▶ **STATED TASK**:
Write out, word for word, every line from the one containing "Reviewer note: confirm that every instance of the smartphone" through the last line of the records below, both ends included.

▶ **WORKING DATA**:
▼
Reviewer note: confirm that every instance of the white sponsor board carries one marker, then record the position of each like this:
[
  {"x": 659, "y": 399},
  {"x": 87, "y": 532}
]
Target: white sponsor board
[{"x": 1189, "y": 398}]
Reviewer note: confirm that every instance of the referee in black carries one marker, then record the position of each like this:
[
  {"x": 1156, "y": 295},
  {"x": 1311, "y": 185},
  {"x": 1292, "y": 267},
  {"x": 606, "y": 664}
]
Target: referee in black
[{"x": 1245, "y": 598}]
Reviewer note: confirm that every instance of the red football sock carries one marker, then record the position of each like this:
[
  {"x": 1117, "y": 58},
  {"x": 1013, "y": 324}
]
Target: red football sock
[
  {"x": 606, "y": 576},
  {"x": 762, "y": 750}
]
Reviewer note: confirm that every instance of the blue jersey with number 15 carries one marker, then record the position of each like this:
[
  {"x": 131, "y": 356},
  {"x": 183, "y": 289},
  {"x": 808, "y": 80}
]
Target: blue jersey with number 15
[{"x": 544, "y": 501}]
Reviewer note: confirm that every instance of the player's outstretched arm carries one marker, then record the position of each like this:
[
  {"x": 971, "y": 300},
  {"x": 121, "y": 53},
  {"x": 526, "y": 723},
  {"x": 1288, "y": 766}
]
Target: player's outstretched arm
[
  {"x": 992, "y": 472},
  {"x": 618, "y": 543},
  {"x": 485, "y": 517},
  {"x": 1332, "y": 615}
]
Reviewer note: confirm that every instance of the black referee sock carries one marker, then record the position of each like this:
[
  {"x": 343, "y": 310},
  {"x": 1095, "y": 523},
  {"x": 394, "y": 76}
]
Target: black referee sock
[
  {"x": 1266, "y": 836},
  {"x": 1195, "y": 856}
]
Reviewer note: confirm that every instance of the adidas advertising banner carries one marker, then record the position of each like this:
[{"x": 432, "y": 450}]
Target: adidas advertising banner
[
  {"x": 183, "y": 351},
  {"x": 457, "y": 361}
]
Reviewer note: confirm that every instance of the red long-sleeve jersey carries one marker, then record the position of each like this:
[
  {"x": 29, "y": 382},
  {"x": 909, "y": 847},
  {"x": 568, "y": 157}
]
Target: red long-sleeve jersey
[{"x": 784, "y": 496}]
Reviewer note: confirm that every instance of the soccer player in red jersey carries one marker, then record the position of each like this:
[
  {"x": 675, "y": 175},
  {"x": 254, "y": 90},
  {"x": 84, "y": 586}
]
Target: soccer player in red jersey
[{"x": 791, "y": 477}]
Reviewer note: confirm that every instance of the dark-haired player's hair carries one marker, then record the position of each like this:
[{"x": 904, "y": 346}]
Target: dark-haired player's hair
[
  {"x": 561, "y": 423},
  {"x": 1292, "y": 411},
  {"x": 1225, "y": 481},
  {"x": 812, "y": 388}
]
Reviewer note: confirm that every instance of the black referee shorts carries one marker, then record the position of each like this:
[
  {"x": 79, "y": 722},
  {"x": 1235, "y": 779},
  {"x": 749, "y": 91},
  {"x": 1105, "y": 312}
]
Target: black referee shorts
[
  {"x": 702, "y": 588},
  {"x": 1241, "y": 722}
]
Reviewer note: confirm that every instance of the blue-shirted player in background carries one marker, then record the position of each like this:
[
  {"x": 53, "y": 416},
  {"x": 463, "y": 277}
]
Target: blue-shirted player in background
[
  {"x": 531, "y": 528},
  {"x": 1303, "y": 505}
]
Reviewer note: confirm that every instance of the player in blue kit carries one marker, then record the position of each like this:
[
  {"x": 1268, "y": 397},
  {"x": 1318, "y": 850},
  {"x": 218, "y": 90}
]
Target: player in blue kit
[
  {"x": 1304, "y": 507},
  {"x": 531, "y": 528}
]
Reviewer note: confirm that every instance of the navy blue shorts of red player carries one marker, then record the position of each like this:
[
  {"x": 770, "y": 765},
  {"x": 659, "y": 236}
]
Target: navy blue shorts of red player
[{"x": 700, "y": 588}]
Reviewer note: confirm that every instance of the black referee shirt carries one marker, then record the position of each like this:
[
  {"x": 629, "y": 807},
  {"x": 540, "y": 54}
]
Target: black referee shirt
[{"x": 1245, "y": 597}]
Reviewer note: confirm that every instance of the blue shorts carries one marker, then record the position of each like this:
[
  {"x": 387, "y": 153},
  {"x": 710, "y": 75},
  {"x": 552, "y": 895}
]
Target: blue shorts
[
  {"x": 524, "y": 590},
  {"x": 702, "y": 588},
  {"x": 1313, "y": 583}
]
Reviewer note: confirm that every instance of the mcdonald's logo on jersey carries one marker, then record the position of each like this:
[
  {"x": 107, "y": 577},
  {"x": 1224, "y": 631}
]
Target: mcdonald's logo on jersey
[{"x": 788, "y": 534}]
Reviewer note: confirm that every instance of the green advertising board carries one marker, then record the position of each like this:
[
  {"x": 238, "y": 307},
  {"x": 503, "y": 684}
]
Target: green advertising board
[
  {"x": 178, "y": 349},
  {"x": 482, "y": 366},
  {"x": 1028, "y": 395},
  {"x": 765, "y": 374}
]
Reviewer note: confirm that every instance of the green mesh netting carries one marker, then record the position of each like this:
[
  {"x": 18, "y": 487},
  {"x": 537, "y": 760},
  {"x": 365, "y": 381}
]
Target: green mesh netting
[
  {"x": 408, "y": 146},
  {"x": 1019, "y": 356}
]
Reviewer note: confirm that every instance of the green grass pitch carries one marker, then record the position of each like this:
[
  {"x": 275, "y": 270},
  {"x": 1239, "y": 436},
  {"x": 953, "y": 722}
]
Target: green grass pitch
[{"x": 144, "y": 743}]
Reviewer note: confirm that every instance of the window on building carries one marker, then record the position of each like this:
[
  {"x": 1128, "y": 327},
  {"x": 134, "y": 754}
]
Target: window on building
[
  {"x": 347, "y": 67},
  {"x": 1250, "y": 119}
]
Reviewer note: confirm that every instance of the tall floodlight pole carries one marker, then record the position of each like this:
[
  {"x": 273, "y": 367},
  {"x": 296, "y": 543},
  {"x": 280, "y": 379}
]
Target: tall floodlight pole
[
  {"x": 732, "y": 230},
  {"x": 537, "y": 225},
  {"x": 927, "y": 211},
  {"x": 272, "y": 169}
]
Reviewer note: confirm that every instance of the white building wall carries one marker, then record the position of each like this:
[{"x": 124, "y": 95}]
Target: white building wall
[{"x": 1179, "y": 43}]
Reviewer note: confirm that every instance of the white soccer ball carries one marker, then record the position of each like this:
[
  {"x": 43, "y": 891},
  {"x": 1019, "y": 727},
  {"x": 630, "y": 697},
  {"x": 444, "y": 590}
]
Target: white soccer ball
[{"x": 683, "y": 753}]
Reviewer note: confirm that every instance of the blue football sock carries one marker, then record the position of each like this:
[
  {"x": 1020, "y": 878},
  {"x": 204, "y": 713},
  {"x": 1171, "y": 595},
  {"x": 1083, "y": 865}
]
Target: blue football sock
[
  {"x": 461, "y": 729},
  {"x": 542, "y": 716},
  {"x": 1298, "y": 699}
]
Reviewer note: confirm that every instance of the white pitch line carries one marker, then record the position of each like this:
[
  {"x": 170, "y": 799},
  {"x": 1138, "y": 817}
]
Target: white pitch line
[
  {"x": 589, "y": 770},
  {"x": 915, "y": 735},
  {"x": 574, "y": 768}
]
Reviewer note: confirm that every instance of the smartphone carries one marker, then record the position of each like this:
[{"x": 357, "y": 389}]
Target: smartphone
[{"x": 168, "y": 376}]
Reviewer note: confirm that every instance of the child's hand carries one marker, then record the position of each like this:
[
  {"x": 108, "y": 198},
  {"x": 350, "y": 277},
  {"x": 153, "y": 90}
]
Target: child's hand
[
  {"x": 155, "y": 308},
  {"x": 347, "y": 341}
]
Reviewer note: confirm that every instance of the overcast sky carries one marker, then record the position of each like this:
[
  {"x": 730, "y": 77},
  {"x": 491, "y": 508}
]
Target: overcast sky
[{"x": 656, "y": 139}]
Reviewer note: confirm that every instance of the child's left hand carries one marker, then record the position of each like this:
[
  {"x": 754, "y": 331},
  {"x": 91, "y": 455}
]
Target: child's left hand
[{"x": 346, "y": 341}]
▲
▶ **RESPONSE FOR THIS EXERCISE**:
Reviewer note: confirm that every instance of the smartphone carries one marker, then record the position of each like this:
[{"x": 357, "y": 389}]
Target: smartphone
[{"x": 168, "y": 376}]
Reviewer note: confirm that every instance of the child's hand carries one marker, then record the position of each like this:
[
  {"x": 108, "y": 198},
  {"x": 350, "y": 277},
  {"x": 153, "y": 90}
]
Target: child's hand
[
  {"x": 155, "y": 308},
  {"x": 347, "y": 341}
]
Reviewer note: confirm that every instance of the overcast sky carries one marker, then record the position of each like this:
[
  {"x": 730, "y": 77},
  {"x": 491, "y": 508}
]
Target: overcast sky
[{"x": 656, "y": 139}]
Reviewer note: confirm that every instance of the child's left hand carries one marker, then record the position of each like this:
[
  {"x": 754, "y": 331},
  {"x": 91, "y": 455}
]
Target: child's left hand
[{"x": 346, "y": 341}]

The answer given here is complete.